Begin

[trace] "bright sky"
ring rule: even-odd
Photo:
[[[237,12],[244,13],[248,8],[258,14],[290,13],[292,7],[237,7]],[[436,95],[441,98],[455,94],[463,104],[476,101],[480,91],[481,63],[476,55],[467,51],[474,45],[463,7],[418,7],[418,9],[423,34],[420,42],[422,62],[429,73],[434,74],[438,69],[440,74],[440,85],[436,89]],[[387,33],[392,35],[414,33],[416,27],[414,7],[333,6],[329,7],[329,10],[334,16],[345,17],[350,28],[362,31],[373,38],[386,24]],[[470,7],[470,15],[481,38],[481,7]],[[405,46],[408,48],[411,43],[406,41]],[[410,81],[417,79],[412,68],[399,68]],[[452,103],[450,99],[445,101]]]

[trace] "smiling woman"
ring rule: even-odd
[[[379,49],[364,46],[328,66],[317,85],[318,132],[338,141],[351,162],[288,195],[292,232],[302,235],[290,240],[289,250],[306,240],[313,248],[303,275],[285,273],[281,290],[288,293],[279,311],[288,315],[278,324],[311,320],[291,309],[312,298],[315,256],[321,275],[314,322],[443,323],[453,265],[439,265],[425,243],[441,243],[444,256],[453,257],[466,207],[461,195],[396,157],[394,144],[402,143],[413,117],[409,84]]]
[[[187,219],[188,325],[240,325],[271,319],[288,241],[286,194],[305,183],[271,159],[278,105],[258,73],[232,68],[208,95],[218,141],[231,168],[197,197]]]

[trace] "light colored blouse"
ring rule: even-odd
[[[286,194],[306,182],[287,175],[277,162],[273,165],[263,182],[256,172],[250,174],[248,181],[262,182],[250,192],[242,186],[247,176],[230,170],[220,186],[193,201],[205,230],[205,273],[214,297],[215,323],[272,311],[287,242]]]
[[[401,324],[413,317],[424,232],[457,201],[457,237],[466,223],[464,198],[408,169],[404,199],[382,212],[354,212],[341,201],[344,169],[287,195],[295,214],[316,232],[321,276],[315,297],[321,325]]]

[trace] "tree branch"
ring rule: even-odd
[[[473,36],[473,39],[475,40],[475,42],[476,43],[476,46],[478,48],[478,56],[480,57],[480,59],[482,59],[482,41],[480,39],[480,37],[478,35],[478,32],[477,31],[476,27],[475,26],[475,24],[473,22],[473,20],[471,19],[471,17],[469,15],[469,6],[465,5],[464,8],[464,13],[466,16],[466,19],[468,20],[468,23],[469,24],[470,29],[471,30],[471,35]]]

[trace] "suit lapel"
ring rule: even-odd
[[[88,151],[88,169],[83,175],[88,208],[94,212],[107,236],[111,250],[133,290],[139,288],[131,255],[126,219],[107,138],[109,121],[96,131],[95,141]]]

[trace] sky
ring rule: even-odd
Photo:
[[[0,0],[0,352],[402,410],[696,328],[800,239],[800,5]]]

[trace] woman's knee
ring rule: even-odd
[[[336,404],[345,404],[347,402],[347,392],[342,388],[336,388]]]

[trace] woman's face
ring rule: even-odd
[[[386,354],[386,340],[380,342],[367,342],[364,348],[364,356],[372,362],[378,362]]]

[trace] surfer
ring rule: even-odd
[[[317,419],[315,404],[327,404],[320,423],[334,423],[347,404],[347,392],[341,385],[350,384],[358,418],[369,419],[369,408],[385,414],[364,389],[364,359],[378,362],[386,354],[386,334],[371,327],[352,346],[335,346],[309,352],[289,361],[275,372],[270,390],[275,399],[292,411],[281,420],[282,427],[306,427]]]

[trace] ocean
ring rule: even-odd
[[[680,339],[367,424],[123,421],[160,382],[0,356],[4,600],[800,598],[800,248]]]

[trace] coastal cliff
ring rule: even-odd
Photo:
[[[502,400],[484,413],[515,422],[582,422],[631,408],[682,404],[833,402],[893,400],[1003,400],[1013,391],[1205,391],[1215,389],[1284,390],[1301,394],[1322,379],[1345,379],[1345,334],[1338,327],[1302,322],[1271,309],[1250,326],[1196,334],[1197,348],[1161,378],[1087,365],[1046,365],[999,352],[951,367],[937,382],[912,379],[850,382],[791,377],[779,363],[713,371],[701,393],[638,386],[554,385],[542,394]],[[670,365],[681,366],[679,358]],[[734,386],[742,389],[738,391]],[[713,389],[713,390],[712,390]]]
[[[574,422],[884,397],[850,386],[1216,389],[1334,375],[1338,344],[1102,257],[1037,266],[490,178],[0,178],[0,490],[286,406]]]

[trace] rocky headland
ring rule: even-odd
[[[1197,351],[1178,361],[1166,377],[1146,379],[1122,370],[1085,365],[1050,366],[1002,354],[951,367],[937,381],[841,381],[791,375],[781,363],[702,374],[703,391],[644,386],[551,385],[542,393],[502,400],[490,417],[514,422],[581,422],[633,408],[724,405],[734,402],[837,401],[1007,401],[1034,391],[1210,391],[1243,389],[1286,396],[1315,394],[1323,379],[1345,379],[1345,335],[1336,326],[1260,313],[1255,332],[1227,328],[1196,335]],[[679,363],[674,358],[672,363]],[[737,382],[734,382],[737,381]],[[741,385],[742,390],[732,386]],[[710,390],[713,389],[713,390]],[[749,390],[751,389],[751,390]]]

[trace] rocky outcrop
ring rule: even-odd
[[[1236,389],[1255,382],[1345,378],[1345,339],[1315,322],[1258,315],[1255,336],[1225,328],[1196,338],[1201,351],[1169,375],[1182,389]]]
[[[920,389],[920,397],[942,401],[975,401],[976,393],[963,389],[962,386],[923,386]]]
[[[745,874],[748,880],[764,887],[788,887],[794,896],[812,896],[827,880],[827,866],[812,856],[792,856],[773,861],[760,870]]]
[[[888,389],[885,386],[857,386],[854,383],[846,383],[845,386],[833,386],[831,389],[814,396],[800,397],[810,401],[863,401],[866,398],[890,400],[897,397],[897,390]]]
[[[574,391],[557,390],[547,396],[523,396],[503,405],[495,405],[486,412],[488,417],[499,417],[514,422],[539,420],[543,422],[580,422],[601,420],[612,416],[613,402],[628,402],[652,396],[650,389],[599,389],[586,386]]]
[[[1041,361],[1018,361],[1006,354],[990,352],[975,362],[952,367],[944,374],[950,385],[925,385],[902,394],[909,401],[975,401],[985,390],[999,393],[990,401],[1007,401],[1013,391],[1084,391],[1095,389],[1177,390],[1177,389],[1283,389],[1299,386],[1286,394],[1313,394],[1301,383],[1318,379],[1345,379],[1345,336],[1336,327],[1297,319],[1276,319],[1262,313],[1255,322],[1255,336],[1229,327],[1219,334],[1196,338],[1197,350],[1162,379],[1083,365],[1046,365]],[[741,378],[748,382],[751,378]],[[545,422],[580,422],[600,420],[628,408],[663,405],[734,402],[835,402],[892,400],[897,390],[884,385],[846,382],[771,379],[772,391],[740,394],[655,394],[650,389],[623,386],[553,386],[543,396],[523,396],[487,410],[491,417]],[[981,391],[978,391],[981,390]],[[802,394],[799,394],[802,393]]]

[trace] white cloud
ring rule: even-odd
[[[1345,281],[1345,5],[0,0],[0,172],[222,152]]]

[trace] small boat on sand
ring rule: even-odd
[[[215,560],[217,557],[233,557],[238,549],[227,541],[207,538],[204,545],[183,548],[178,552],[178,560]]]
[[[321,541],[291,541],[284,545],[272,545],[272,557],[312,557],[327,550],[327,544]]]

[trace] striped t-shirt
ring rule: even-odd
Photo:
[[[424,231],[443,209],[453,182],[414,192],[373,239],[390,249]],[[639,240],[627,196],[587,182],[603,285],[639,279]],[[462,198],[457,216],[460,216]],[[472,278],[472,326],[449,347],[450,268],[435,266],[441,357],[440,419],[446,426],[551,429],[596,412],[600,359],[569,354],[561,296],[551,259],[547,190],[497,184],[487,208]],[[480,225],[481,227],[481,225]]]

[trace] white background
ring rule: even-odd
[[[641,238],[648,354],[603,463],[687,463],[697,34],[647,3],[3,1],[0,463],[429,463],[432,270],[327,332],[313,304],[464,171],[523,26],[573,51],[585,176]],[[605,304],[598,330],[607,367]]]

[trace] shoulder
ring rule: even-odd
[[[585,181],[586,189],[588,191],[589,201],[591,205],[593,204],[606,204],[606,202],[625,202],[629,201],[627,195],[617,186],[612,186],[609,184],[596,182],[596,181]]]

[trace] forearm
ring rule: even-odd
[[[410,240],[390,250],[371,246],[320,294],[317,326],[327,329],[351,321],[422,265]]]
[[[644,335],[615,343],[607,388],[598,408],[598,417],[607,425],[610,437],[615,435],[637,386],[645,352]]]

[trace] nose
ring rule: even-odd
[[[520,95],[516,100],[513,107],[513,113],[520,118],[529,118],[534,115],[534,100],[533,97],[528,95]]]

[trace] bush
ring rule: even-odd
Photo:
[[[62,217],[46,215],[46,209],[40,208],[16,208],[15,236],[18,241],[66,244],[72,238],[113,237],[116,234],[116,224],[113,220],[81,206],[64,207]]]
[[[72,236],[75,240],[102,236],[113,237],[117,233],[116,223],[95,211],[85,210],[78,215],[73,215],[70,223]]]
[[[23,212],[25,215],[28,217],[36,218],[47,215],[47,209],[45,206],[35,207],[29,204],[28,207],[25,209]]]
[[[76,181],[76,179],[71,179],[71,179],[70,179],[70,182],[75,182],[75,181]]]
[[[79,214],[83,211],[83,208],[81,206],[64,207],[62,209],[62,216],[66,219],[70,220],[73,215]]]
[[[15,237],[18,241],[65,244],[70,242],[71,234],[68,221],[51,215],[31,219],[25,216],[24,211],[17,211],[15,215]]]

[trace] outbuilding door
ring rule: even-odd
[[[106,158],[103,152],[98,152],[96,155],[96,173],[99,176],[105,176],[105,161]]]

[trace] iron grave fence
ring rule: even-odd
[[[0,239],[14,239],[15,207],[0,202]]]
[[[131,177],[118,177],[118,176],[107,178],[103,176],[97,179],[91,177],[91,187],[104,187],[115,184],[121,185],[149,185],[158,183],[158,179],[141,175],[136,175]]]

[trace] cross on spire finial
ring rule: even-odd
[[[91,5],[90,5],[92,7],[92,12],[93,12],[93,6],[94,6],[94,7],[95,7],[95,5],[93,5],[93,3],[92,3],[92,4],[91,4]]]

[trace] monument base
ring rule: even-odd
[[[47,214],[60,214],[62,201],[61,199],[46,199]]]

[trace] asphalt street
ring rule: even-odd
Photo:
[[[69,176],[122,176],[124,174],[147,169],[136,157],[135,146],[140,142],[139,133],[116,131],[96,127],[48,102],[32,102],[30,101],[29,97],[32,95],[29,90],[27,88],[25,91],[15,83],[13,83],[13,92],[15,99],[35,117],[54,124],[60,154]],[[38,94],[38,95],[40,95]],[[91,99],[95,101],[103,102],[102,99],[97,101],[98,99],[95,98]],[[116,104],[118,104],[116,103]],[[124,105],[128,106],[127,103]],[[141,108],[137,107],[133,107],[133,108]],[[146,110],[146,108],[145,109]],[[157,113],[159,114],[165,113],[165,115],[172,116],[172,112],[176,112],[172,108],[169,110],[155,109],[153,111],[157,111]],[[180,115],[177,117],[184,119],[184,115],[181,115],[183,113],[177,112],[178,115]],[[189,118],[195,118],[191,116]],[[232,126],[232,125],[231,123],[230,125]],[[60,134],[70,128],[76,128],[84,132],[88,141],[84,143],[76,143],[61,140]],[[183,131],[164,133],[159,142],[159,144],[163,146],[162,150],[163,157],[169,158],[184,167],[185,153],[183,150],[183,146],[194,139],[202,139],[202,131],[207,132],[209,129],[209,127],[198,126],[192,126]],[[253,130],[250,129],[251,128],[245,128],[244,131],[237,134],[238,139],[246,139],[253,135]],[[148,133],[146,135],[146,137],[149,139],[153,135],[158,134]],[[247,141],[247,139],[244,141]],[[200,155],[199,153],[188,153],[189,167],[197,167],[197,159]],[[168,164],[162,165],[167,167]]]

End

Find each line in the rows above that contains the string "woman", and copy those lines in full.

SOLUTION -
[trace] "smiling woman"
[trace] woman's knee
[trace] woman's face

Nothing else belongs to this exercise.